- DIRECTIONS
Quote the following lines word for word, from the line containing "We need ground-truth boxes for asphalt" through the line containing "[1040,336,1236,754]", both included.

Box-labeled dataset extracts

start

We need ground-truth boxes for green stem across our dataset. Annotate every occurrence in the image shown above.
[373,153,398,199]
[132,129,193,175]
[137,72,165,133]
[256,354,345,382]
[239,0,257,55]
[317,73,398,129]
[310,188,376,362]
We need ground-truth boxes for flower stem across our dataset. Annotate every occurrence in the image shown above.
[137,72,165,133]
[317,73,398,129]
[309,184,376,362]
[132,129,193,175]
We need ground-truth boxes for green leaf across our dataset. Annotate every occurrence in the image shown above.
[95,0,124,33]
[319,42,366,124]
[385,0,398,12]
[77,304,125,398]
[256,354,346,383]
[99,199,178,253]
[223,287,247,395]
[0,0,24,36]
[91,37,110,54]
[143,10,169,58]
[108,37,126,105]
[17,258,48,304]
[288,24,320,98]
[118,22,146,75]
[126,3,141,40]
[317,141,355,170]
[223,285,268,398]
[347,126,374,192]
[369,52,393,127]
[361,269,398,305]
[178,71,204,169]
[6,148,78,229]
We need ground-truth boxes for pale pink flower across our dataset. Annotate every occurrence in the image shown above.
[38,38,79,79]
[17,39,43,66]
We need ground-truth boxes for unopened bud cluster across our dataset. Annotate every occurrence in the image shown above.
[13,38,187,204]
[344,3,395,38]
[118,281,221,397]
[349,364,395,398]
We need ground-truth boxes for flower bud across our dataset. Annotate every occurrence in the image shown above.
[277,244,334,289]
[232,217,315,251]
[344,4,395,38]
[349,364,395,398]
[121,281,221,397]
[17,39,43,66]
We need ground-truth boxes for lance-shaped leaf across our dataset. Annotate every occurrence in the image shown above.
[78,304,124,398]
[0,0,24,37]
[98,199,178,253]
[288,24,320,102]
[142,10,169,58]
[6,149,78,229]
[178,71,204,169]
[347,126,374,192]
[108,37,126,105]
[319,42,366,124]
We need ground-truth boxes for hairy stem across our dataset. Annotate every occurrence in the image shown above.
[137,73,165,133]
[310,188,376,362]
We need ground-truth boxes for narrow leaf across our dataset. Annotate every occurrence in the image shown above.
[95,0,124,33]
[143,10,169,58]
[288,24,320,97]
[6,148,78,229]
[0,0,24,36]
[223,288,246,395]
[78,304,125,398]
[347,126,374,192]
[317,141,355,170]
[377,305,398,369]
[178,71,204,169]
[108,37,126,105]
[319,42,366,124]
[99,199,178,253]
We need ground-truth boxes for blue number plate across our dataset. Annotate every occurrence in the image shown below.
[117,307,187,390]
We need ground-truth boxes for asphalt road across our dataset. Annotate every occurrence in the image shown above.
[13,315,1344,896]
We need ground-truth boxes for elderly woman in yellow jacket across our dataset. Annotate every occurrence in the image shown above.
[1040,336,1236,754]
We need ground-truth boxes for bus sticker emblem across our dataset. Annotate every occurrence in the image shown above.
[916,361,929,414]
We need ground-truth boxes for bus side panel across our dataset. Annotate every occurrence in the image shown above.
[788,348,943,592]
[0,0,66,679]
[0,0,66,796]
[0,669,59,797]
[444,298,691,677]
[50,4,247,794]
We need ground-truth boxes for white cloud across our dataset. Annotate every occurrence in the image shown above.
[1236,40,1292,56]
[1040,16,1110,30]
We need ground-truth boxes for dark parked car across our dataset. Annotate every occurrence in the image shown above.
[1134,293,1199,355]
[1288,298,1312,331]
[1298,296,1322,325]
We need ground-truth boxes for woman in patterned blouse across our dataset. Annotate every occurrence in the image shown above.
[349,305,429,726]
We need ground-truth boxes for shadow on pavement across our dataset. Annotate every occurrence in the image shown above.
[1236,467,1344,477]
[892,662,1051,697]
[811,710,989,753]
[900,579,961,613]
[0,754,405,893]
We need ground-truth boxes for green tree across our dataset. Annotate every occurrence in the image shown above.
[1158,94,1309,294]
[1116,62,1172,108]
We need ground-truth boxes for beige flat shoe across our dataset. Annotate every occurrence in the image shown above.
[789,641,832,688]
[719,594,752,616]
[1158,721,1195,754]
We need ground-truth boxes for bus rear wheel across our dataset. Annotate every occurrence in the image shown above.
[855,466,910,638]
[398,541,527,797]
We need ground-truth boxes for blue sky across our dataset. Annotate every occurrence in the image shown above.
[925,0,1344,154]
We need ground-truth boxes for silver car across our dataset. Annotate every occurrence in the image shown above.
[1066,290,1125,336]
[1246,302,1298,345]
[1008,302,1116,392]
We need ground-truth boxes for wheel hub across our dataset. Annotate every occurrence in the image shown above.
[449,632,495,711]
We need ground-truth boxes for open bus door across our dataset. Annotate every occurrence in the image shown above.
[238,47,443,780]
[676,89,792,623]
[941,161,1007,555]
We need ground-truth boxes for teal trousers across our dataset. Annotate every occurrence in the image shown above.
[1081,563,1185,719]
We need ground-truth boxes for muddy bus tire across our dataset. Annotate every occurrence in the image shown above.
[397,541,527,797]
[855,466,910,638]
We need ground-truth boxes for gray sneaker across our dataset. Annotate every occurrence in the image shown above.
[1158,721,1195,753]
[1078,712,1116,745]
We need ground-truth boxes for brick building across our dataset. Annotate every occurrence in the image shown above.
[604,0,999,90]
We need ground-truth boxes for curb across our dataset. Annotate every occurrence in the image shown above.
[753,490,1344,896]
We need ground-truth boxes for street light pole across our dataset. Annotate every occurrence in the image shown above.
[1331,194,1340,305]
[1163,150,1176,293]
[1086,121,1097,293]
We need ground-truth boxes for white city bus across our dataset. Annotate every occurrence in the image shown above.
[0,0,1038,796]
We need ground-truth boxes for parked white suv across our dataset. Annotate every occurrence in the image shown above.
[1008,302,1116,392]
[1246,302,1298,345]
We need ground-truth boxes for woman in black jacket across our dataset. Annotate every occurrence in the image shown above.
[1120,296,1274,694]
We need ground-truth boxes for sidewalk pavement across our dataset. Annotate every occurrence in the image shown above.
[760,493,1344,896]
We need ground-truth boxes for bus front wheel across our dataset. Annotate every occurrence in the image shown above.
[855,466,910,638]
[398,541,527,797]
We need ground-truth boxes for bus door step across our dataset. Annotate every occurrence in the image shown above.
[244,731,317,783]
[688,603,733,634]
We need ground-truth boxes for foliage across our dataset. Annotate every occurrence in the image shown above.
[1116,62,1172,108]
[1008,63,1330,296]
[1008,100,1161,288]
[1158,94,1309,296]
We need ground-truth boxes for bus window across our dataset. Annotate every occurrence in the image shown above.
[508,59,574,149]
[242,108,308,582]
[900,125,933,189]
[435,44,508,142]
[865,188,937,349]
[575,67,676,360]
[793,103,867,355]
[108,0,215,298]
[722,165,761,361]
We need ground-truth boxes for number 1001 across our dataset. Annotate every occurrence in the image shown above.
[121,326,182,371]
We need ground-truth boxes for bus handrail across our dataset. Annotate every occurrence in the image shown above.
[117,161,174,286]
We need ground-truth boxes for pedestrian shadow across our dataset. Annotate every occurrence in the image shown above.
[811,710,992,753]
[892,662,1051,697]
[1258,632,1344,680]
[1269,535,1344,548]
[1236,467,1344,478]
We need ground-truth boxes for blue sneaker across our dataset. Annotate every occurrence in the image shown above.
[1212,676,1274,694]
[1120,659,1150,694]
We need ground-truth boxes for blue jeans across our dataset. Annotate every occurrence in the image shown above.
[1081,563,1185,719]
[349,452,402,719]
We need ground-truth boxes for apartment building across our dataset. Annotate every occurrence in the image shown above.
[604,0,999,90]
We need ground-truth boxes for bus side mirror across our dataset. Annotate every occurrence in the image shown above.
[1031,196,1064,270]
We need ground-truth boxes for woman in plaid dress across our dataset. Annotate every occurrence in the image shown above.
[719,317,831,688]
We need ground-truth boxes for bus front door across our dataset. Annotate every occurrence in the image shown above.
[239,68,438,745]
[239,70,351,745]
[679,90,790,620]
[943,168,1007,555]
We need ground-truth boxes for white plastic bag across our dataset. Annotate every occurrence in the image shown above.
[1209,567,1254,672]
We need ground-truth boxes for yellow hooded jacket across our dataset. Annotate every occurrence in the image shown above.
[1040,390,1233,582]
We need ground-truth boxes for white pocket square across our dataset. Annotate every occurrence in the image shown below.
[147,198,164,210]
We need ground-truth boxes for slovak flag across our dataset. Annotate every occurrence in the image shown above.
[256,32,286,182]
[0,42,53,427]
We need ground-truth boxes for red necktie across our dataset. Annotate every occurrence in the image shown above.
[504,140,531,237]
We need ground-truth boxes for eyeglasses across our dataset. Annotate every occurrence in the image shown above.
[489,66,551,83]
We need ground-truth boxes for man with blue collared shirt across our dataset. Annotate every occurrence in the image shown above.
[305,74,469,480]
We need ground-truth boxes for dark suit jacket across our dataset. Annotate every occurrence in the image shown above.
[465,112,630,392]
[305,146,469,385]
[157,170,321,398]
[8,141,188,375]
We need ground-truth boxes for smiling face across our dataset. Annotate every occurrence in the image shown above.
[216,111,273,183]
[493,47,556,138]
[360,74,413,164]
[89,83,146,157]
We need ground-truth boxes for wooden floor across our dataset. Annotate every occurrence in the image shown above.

end

- REPLY TO THE TASK
We need ground-truth boxes for asphalt road across our dataset. Annotate every occurrence in the image shown above.
[13,315,1344,896]
We need ground-truth boxes for elderly woman in yellow jacket across our dataset. Annotate every occurrence in the image shown above.
[1040,336,1236,754]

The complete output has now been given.